- [BAGIAN DOKUMEN]:
┄┄┄┄┄┄

UU ITE Masih Ancam Rasa Keadilan
UU ITE masih menyisakan persoalan. Mengancam kebebasan berpendapat dan kebebasan pers. Potensi serangan atas dasar pencemaran nama baik masih menjadi ancaman.
Alih-alih mengembalikan rasa keadilan masyarakat, UU ITE justru kerap digunakan untuk keperluan kriminalisasi. Kerancuan pasal yang dikandung, ditambah ketimpangan relasi kuasa di masyarakat, membuat beberapa golongan masyarakat bawah seperti kelas buruh dan aktivis menjadi rentan.
Balik dilaporkannya MS, terduga korban pelecehan seksual di KPI, oleh terduga pelaku menggunakan UU ITE menunjukkan bahaya dari implementasi UU tersebut secara serampangan.

┄┄┄┄┄┄

- [BAHAN YANG DIBERIKAN]:
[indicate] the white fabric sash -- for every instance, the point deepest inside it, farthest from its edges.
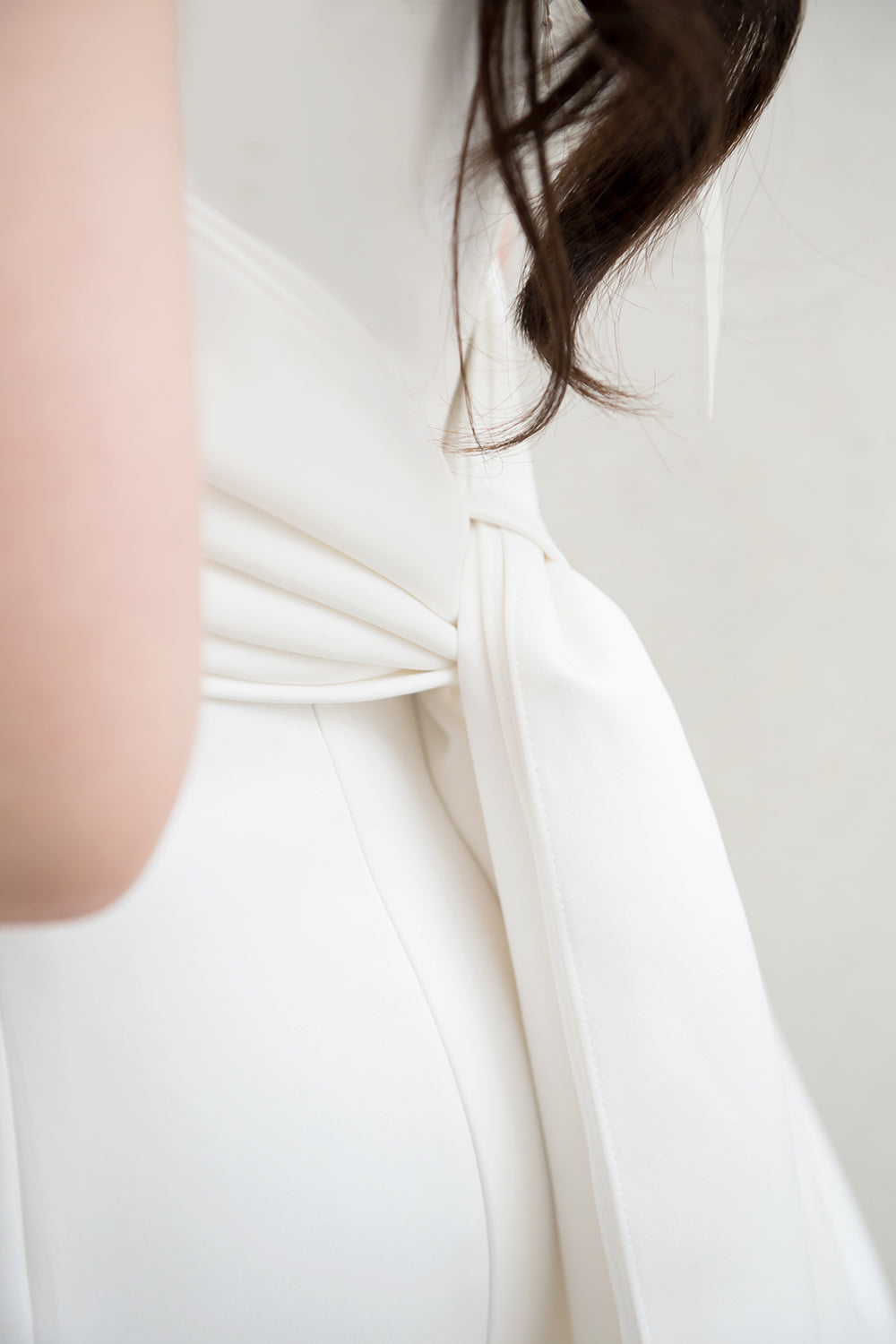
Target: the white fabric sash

┄┄┄┄┄┄

- [PETUNJUK LATIHAN]:
- A) Terjemahkan kalimat dari teks tentang UU ITE berikut ke dalam bahasa Inggris: "Alih-alih mengembalikan rasa keadilan masyarakat, UU ITE justru kerap digunakan untuk keperluan kriminalisasi."
- B) Tentukan apakah tiap pernyataan berikut sesuai dengan teks tentang UU ITE, lalu kutip kata-kata teks yang menjadi dasarnya. (i) UU ITE tidak lagi menyisakan persoalan. (ii) Kelas buruh dan aktivis disebut sebagai golongan yang rentan. (iii) MS dilaporkan oleh terduga pelaku dengan menggunakan UU ITE.
- C) Menurut teks tentang UU ITE, di lembaga mana MS diduga menjadi korban pelecehan seksual?

- [DAFTAR JAWABAN]:
- A) Instead of restoring the public's sense of justice, the ITE Law is in fact often used for the purpose of criminalization.

- B)
(i) Tidak: "UU ITE masih menyisakan persoalan."
(ii) Ya: "membuat beberapa golongan masyarakat bawah seperti kelas buruh dan aktivis menjadi rentan"
(iii) Ya: "Balik dilaporkannya MS, terduga korban pelecehan seksual di KPI, oleh terduga pelaku menggunakan UU ITE"

- C) Di KPI.